▸ DATASET ROWS
==========

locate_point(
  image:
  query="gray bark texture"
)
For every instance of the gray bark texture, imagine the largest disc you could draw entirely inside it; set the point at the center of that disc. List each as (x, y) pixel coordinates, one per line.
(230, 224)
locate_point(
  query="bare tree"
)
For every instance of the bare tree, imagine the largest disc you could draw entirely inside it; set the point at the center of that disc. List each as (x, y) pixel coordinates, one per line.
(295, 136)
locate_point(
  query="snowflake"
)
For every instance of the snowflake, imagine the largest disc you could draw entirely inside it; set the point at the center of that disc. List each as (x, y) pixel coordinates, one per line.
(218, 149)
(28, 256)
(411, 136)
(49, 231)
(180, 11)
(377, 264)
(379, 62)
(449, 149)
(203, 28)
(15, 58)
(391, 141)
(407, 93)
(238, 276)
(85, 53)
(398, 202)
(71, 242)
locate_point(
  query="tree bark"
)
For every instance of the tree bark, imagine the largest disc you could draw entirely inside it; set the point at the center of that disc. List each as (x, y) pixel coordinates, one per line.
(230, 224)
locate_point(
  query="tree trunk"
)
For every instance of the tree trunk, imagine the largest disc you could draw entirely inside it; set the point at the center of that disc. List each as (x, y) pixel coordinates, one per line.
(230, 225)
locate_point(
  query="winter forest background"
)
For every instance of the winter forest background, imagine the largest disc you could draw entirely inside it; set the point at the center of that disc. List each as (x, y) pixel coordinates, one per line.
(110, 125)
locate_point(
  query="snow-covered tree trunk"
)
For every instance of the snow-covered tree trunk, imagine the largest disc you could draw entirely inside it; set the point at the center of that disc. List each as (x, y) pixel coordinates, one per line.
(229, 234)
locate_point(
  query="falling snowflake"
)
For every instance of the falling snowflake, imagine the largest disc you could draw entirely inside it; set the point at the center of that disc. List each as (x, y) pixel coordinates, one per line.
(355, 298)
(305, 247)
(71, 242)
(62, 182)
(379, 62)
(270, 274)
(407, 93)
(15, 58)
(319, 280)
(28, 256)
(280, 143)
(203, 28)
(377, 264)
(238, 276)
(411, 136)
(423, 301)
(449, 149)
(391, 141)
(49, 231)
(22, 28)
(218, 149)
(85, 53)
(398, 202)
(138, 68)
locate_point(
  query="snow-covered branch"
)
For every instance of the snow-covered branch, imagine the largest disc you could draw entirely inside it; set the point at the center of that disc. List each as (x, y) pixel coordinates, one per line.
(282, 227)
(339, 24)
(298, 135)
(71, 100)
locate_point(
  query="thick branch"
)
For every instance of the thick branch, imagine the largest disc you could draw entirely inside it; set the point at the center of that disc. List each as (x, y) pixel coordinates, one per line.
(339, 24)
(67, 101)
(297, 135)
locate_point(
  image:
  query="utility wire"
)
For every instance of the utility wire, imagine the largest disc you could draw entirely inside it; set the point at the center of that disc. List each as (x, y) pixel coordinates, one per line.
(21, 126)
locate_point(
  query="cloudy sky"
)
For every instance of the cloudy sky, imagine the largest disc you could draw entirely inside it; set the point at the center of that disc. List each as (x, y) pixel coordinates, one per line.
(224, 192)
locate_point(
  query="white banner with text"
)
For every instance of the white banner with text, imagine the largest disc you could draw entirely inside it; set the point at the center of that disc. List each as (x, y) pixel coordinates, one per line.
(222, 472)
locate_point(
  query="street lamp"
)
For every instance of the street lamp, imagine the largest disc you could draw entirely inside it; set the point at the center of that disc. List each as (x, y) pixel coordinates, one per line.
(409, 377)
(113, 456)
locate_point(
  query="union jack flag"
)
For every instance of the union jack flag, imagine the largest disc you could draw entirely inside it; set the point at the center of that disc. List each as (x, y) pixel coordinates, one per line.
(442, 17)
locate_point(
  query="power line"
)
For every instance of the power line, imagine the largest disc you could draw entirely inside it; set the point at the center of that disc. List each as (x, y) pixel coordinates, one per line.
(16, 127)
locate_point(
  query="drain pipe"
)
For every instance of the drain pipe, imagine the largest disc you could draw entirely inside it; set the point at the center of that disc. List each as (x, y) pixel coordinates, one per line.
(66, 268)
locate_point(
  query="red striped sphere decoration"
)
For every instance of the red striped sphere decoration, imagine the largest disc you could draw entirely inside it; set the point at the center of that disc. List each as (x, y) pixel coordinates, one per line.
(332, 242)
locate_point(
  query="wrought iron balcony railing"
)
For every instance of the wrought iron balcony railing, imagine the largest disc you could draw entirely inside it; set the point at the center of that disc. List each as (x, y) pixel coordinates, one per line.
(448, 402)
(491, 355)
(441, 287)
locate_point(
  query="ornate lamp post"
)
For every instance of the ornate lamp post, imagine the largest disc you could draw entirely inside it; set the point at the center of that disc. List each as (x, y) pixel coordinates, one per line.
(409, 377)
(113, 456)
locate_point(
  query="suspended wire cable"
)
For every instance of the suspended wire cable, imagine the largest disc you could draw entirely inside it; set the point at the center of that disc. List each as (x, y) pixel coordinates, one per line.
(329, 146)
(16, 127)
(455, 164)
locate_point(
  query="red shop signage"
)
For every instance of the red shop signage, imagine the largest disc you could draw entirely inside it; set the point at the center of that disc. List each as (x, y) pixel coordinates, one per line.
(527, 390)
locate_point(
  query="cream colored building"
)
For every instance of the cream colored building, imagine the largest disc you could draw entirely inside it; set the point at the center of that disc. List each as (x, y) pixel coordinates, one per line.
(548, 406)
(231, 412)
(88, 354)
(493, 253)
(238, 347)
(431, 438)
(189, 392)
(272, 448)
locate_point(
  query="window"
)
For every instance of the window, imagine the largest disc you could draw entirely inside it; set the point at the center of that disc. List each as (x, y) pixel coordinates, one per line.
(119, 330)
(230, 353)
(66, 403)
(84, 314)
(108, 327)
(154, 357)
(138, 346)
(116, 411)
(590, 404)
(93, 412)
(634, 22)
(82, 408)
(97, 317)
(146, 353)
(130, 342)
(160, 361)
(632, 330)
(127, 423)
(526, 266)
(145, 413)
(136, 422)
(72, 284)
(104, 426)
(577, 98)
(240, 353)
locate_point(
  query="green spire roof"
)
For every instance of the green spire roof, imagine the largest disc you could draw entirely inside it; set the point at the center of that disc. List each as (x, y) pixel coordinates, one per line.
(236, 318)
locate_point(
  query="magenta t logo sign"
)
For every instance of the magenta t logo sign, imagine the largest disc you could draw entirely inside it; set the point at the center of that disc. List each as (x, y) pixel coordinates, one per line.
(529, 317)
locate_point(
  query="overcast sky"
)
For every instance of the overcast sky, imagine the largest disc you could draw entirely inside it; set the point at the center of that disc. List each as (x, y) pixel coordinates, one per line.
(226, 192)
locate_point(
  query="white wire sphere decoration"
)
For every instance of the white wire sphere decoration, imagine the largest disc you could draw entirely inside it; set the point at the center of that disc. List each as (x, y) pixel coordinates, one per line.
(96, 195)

==========

Every record above should be copied exactly.

locate_point(
  image:
  query="gray bark texture"
)
For every instance of the gray bark texture, imagine the largest disc you could draw entirely inside it; set the point at the center of that disc. List each as (x, y) pixel coordinates, one per line.
(230, 224)
locate_point(
  query="bare tree"
)
For every instance of the bare tree, imagine the largest disc you could draw entirely inside it; set the point at the center of that disc. List each as (x, y) pixel coordinates, one per line.
(295, 136)
locate_point(
  query="snowflake"
)
For every instance of the snowflake, imagine the largest disc you could draw entirely inside it; set the point at the center of that disc. List each as (x, y) pixel coordinates, one per line.
(218, 149)
(28, 256)
(411, 136)
(49, 231)
(180, 11)
(377, 264)
(379, 62)
(449, 149)
(203, 28)
(15, 58)
(391, 141)
(407, 93)
(238, 276)
(85, 53)
(398, 202)
(71, 242)
locate_point(
  query="tree bark"
)
For every instance of the tree bark, imagine the largest disc you could draw entirely inside it; set the point at the center of that disc. List each as (x, y) pixel coordinates, one per line.
(230, 224)
locate_point(
  query="tree trunk"
)
For every instance of the tree trunk, imagine the largest disc you could draw entirely inside it; set the point at the center of that disc. List each as (x, y) pixel coordinates, one per line.
(230, 225)
locate_point(
  query="winter forest background"
)
For every instance of the winter forest background, imagine the largest disc you could draw entirely inside it; set the point at the center of that disc. List each as (x, y) pixel coordinates, one per line.
(110, 125)
locate_point(
  query="snow-covered tree trunk"
)
For every instance of the snow-covered tree trunk, imagine the largest disc you could draw entirely inside it; set the point at the center of that disc. List each as (x, y) pixel coordinates, one per line.
(229, 234)
locate_point(
  query="falling snowflake"
)
For every instance of the falling snowflake, imagine the largest disc you could draw entirely inside it; set the point at the center of that disc. List each as (x, y) pixel coordinates, one per line.
(355, 298)
(305, 247)
(71, 242)
(62, 182)
(379, 62)
(270, 274)
(407, 93)
(15, 58)
(319, 280)
(28, 256)
(280, 143)
(203, 28)
(377, 264)
(238, 276)
(411, 136)
(423, 301)
(449, 149)
(391, 141)
(49, 231)
(22, 28)
(218, 149)
(85, 53)
(398, 202)
(138, 68)
locate_point(
  query="snow-covered branch"
)
For every instance of the snow-covered branch, imagine the largest disc you could draw entirely inside it; set the point at the center of that disc. List each as (x, y) pixel coordinates, one per line.
(282, 227)
(339, 24)
(298, 135)
(71, 100)
locate_point(
  query="thick branch"
)
For every instance of the thick branch, imagine the largest disc you could draw entirely inside it; set the point at the center of that disc. List each as (x, y) pixel coordinates, one per line.
(339, 24)
(67, 101)
(297, 135)
locate_point(
  image:
  query="utility wire"
)
For every instance of the utility wire, imagine the largest disc you could draw entirely inside it; set the point at the center of that disc. List each as (x, y) pixel coordinates, one per line.
(21, 126)
locate_point(
  query="cloudy sky"
)
For every instance of the cloudy sky, imagine the largest disc you could draw entirely inside it; set the point at the center of that disc. List each as (x, y) pixel coordinates, one per line.
(224, 192)
locate_point(
  query="white banner with text"
)
For every instance of the white banner with text, imagine the largest disc you could draw entirely inside it; set the point at the center of that disc. List each as (x, y) pixel coordinates, one per line.
(222, 472)
locate_point(
  query="street lamp"
)
For every instance of the street lamp, imagine the largest disc you could draw entirely inside it; set the point at the center of that disc. List each as (x, y) pixel coordinates, one per line.
(409, 377)
(113, 456)
locate_point(
  query="union jack flag"
)
For every instance of the union jack flag, imagine the largest disc you could draw entirely inside it; set the point at the center of that disc. List each as (x, y) pixel coordinates, one per line.
(442, 17)
locate_point(
  query="power line"
)
For every instance of the power line, imagine the largest disc you could draw entirely inside it; set the point at the center of that disc. List each as (x, y) pixel coordinates, one per line.
(16, 127)
locate_point(
  query="drain pipe"
)
For every instance of the drain pipe, imagine the largest disc you could draw entirely inside it; set the point at the center of that disc. List each as (x, y) pixel coordinates, one per line.
(66, 268)
locate_point(
  query="red striped sphere decoration"
)
For every instance of the red striped sphere decoration, imagine the largest disc you could draw entirely inside it; set the point at the center of that disc. List each as (x, y) pixel coordinates, one per line.
(332, 242)
locate_point(
  query="wrought iron balcony railing"
)
For every instance of the wrought iron balcony railing, imagine the largest disc you could draw entirely inside it; set the point at the center of that disc. List each as (x, y) pixel coordinates, one per line.
(448, 402)
(491, 355)
(441, 287)
locate_point(
  query="ornate lamp post"
)
For every instance of the ornate lamp post, imagine the largest disc you could draw entirely inside it; set the point at the center of that disc. List each as (x, y) pixel coordinates, one per line.
(409, 377)
(113, 456)
locate_point(
  query="suspended wire cable"
)
For every instance of the suspended wire cable, imagine the largest disc you could draw entirely inside it; set the point at the center of that disc. List each as (x, y) pixel coordinates, one per line.
(329, 146)
(16, 127)
(455, 164)
locate_point(
  query="red shop signage"
)
For every instance of the red shop signage, imagine the largest disc you could draw entirely inside it; set the point at the center of that disc. List each as (x, y) pixel coordinates, one per line.
(527, 390)
locate_point(
  query="cream colored building"
)
For every instance of the cream colored building, imagine the largest disc you could draw entirely inside it; set the point at the center of that disc. List each as (x, y) pixel coordinates, one per line.
(548, 406)
(231, 412)
(88, 354)
(493, 253)
(238, 347)
(431, 438)
(189, 392)
(272, 448)
locate_point(
  query="window"
)
For every instance of the window, imagine the largest disc you could draw entirely inside it; set the point at the center of that disc. List each as (x, y) pixel coordinates, one per line.
(119, 330)
(230, 353)
(66, 403)
(84, 314)
(108, 327)
(154, 357)
(138, 346)
(116, 411)
(590, 404)
(93, 412)
(634, 22)
(82, 408)
(97, 317)
(146, 353)
(130, 342)
(160, 361)
(632, 330)
(127, 423)
(526, 266)
(145, 413)
(136, 422)
(72, 284)
(104, 426)
(577, 98)
(240, 353)
locate_point(
  query="green spire roof"
)
For every instance of the green spire roof, imagine the largest disc you could draw entirely inside it; set the point at the center of that disc. List each as (x, y) pixel coordinates, one per line.
(236, 318)
locate_point(
  query="magenta t logo sign"
)
For every instance of the magenta t logo sign, imagine the largest disc you could draw entirely inside it; set the point at the center of that disc. List each as (x, y) pixel coordinates, one per line.
(529, 317)
locate_point(
  query="overcast sky"
)
For every instance of the overcast sky, imagine the largest disc you could draw entirely inside it; set the point at the center of that disc. List each as (x, y) pixel coordinates, one per line.
(226, 192)
locate_point(
  query="white wire sphere decoration"
)
For every instance of the white wire sphere decoration, imagine the largest disc you could draw entirely inside it; set the point at the center of that disc. List each as (x, y) pixel coordinates, one per line.
(96, 195)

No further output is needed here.